## WHAT YOU ARE ASKED TO DO
Each line from the start of the entries through the line that contains "Target: tree shadow on sand" should be output exactly, please.

## SUPPLIED INFORMATION
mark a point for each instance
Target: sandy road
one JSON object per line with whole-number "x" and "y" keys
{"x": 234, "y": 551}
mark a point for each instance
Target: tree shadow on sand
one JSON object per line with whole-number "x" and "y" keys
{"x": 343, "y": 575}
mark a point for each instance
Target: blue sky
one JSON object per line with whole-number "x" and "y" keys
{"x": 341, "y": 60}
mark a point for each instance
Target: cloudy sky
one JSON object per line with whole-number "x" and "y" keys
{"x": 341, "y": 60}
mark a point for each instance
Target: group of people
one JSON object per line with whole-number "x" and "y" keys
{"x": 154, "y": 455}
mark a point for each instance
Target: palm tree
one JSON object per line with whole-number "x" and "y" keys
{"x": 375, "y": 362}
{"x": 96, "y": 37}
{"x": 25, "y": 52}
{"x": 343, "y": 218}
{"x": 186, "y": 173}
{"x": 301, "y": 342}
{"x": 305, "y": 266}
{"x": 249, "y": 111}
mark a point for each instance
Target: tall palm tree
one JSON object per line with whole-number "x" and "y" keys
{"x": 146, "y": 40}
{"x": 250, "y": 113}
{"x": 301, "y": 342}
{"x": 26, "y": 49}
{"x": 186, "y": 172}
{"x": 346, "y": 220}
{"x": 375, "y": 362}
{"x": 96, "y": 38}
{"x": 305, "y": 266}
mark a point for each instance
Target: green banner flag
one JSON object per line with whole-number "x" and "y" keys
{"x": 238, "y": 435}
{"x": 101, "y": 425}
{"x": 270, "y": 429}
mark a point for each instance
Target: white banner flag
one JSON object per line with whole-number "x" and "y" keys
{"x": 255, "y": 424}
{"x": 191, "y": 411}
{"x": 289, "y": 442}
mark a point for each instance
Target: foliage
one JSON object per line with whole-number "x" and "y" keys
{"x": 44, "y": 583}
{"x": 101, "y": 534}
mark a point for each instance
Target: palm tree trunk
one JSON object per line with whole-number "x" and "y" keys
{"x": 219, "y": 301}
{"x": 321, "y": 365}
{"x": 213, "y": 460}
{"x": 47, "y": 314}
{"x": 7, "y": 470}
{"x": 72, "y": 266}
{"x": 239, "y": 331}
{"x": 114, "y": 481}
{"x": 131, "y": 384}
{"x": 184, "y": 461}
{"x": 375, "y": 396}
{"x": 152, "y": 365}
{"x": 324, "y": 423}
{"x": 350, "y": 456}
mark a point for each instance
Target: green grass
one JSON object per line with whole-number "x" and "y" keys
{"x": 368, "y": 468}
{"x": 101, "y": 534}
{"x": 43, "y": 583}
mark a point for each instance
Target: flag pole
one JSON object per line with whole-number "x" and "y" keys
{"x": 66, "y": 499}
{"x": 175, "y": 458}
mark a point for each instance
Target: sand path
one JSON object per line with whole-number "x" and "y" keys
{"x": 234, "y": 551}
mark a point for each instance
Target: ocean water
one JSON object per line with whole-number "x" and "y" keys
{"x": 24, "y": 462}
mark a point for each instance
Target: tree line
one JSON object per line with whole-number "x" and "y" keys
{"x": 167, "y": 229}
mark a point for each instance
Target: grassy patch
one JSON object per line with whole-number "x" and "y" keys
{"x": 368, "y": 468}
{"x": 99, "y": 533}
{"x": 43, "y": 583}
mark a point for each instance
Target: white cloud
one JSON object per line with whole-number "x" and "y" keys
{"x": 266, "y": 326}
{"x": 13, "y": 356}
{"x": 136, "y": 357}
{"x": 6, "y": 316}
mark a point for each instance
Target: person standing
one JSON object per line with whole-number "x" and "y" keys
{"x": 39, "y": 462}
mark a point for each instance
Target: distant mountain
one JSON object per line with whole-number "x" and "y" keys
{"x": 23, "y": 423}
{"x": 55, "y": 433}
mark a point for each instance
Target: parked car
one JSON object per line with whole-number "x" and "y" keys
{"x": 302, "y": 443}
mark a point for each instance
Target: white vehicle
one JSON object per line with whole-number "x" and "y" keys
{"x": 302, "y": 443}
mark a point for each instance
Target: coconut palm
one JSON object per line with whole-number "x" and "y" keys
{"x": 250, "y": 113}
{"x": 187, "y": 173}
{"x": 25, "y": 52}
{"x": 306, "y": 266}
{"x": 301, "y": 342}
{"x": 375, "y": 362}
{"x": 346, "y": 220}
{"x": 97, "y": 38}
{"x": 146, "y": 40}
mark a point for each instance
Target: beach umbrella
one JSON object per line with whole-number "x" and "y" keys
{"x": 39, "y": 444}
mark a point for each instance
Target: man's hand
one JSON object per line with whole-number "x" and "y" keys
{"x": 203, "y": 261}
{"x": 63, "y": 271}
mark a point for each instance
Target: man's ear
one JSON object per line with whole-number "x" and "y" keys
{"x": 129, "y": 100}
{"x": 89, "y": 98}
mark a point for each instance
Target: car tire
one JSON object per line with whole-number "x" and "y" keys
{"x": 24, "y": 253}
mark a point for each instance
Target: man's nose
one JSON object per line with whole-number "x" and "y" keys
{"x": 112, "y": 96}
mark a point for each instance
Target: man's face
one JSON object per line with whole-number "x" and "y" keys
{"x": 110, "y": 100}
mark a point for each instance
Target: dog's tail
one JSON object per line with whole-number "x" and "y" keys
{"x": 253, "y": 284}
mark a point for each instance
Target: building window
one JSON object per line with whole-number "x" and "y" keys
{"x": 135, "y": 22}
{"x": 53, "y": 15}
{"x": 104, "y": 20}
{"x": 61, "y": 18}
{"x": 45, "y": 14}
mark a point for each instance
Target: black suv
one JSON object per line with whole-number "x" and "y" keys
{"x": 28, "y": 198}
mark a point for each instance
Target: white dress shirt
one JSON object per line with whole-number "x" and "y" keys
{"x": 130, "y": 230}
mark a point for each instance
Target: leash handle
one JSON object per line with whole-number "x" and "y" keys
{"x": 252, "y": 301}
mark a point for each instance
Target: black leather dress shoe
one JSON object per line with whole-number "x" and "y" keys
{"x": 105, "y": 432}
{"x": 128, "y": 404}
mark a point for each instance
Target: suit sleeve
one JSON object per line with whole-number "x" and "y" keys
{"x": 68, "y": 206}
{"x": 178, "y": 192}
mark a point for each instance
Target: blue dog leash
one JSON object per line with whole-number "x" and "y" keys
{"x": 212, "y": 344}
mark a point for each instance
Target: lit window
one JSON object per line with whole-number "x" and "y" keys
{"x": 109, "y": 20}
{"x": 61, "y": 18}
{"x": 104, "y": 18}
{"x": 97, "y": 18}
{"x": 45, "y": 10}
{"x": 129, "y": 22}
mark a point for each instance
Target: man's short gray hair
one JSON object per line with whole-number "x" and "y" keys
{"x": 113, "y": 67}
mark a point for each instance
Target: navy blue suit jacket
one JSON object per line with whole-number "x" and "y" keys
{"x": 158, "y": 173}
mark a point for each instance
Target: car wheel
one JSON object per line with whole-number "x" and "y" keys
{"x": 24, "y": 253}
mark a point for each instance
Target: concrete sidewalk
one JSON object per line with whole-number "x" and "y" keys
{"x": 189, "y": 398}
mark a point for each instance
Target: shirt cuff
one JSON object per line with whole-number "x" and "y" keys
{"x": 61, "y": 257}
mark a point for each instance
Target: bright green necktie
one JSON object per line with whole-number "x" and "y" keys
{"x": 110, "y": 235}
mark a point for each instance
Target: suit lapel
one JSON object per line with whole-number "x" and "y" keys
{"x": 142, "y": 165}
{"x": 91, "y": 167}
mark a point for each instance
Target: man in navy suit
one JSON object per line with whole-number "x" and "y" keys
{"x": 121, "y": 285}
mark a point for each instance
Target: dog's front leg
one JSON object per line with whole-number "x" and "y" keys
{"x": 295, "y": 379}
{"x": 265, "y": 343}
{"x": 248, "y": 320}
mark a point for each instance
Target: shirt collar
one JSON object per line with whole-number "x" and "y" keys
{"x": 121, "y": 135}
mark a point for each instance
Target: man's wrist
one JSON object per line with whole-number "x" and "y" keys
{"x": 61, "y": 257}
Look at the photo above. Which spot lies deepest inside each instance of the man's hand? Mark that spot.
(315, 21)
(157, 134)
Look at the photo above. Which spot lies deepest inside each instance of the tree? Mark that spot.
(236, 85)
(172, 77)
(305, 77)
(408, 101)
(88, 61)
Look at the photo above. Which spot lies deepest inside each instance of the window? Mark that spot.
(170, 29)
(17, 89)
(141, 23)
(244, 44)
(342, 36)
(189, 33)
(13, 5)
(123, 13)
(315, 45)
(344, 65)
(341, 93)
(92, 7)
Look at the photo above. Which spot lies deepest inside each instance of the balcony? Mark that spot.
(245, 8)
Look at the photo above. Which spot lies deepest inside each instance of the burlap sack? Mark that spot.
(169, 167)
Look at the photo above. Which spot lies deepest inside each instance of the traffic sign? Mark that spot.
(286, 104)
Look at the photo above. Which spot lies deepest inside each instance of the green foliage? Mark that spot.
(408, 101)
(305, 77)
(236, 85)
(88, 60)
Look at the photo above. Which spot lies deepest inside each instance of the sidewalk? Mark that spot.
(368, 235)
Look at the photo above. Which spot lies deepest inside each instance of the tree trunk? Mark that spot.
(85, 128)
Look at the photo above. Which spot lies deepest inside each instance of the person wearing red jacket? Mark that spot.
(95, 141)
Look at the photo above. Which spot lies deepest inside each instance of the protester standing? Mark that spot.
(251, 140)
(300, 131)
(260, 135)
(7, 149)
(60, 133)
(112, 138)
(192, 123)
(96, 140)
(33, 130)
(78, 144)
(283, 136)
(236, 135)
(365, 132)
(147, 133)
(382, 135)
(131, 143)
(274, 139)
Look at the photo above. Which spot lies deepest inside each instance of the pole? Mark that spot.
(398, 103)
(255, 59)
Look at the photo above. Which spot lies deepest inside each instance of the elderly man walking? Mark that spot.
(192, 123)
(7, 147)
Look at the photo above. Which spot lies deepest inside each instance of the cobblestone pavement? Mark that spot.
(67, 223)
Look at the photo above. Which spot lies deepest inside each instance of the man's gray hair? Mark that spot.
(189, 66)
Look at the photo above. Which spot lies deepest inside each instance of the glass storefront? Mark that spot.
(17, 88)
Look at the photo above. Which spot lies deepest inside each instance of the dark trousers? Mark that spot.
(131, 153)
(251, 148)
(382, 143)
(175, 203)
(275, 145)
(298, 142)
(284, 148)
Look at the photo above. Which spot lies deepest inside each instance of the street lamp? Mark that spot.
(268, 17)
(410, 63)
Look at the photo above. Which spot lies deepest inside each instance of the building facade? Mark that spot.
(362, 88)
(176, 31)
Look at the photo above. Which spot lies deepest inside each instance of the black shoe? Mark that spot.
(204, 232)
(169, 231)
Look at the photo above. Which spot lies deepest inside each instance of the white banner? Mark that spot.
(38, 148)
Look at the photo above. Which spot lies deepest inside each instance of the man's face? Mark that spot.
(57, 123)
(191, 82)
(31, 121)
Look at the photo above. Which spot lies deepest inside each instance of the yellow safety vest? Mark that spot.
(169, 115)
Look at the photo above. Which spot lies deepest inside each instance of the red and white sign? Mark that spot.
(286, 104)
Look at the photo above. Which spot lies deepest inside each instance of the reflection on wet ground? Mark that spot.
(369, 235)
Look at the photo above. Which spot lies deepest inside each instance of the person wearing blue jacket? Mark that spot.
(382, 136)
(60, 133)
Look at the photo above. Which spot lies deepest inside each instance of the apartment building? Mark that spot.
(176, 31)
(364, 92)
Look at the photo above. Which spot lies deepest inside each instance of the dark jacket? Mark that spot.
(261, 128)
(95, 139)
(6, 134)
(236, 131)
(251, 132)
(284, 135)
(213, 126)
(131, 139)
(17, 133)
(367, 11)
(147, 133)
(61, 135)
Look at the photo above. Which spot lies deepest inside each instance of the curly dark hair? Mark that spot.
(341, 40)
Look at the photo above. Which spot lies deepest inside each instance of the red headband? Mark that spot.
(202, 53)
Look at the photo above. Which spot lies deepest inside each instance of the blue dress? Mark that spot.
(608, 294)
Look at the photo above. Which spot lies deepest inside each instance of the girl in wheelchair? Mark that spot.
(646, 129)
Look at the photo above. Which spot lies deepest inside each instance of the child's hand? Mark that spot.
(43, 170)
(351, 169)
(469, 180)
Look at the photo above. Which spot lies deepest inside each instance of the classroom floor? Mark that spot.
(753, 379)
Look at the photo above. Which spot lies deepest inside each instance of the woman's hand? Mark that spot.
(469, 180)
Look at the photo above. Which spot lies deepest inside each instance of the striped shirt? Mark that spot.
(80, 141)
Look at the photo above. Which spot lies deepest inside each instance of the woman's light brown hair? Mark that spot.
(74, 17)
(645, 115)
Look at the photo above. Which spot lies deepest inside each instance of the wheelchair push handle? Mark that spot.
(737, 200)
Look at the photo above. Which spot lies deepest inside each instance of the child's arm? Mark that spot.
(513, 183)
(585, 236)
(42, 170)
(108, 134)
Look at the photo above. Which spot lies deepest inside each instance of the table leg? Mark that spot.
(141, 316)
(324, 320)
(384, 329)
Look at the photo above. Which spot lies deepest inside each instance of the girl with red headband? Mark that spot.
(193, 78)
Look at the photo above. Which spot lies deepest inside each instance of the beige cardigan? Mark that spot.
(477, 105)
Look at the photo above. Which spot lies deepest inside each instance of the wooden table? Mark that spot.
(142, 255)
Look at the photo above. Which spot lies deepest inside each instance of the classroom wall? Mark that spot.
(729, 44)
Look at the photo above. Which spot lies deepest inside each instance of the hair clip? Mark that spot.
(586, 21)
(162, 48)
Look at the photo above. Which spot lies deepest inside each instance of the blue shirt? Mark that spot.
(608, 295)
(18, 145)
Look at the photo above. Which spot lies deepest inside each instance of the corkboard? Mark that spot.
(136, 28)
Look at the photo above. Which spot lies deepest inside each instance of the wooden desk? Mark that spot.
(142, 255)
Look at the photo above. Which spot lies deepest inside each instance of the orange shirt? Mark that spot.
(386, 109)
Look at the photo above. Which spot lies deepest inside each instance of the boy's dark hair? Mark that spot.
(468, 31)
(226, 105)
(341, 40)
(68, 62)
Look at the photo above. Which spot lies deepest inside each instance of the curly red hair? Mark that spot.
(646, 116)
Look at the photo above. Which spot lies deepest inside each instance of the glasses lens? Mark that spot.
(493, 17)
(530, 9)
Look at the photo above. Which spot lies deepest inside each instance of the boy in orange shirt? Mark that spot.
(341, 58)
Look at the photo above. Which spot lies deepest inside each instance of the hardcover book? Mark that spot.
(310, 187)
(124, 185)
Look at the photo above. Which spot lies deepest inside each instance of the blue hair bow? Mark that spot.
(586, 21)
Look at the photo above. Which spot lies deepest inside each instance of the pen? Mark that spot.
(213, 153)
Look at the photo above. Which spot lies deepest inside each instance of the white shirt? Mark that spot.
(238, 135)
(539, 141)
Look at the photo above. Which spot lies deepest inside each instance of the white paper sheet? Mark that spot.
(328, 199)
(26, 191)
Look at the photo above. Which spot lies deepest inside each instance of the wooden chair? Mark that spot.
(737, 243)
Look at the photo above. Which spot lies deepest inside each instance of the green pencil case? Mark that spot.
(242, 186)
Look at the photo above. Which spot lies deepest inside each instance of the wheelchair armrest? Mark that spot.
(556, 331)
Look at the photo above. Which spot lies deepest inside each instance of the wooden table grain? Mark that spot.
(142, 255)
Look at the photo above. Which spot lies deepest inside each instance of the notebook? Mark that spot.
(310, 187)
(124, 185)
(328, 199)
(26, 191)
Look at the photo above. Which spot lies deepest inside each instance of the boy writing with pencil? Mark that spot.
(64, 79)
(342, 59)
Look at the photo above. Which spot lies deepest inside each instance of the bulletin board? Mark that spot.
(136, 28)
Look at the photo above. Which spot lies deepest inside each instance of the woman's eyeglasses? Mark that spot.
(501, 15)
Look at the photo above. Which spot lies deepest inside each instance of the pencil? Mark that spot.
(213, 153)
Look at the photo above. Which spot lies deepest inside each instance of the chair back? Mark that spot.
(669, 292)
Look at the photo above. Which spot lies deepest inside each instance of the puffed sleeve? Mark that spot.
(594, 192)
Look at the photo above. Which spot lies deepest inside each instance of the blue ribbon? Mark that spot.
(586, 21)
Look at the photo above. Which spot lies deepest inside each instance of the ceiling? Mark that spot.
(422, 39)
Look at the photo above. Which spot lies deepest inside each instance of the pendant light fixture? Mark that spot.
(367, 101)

## PROBLEM SOLUTION
mark a point for each instance
Target: sandy road
one JSON object per line with whole-number "x" and "y" keys
{"x": 234, "y": 551}
mark a point for each instance
Target: tree shadow on sand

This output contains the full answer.